**Text excerpt**
________________________________________

Left ventricular (LV) systolic dysfunction with symptoms of heart failure (HF) is a common clinical problem. Population-based studies suggest that asymptomatic LV dysfunction is at least as prevalent as symptomatic HF in the general population.
Patients with asymptomatic LV systolic dysfunction progress to overt HF over time. In the placebo arm of the SOLVD trial, patients with asymptomatic LV dysfunction not treated with an angiotensin converting enzyme (ACE) inhibitor progressed to symptomatic HF at a rate of 9.7 percent per year . In addition, the mortality rate in patients with asymptomatic LV dysfunction is increased, although to a lesser degree than in symptomatic HF (figure 1). In the placebo arm of the SOLVD trial, the three-year mortality rate was 16 percent . (See 'Chronic LV systolic dysfunction' below.)
The management of patients with asymptomatic LV systolic dysfunction will be reviewed here. Issues related to the prevalence of and possible screening for asymptomatic LV systolic dysfunction and the management of symptomatic systolic HF are presented separately. (See "Screening for asymptomatic left ventricular dysfunction" and "Overview of the therapy of heart failure due to systolic dysfunction".)

________________________________________

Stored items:
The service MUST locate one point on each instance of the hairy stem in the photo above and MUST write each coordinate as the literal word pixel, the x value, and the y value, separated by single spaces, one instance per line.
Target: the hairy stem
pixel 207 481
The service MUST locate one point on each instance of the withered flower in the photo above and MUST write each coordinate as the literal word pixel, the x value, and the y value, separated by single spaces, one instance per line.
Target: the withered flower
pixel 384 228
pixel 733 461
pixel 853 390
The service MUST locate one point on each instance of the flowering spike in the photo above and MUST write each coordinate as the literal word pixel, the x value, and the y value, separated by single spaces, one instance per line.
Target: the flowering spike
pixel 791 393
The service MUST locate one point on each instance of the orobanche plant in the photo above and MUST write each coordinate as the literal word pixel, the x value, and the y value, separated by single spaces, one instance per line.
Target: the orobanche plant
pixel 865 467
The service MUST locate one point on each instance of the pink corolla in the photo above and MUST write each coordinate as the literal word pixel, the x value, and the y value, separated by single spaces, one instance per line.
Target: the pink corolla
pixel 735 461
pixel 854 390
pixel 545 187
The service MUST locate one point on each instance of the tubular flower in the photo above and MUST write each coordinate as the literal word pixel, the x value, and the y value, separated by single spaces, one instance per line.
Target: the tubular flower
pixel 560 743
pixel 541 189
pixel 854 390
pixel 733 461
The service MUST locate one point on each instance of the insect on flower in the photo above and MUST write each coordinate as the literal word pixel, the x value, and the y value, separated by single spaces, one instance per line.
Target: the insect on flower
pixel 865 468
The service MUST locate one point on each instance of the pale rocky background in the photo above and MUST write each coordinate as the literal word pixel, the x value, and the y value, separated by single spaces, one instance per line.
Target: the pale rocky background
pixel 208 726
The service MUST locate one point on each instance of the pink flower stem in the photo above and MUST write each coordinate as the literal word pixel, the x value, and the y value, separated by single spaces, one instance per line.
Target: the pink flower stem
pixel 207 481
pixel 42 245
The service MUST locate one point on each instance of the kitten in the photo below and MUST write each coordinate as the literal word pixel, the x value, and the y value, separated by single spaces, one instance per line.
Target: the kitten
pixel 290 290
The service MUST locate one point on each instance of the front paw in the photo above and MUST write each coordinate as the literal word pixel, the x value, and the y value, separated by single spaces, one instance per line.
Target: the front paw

________________________________________

**What you need to do**
A - From the passage on asymptomatic left ventricular dysfunction above, repeat word for word the part starting at "Left ventricular (LV)" and ending at "the general population.".
B - Pick up the passage on asymptomatic left ventricular dysfunction after its last sentence and carry it forward.

**Responses by item number**
A -
Left ventricular (LV) systolic dysfunction with symptoms of heart failure (HF) is a common clinical problem. Population-based studies suggest that asymptomatic LV dysfunction is at least as prevalent as symptomatic HF in the general population.

B -
Asymptomatic LV diastolic dysfunction is also common and associated with an adverse prognosis . However, there are no data on the efficacy of treating diastolic dysfunction before the onset of symptoms. (See "Treatment and prognosis of diastolic heart failure", section on 'Asymptomatic diastolic dysfunction'.)
By definition, patients with asymptomatic LV dysfunction have no symptoms. The diagnosis is usually made by echocardiography performed because the patient might have underlying heart disease or cardiomegaly is detected on chest x-ray.